| ACTION ITEM |
What is needed is an exact retyping of each entry, pictures excluded.

| Referring expression pointing data |
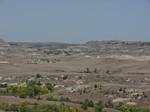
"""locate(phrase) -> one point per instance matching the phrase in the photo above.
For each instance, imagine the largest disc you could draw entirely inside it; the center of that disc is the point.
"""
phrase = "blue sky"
(74, 20)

| RESPONSE TO THE EXERCISE |
"""locate(phrase) -> one point per instance matching the phrase in the photo above.
For each instance, imagine the largest disc you could draw entirely inside it; the center of that disc is the point.
"""
phrase = "blue sky"
(74, 20)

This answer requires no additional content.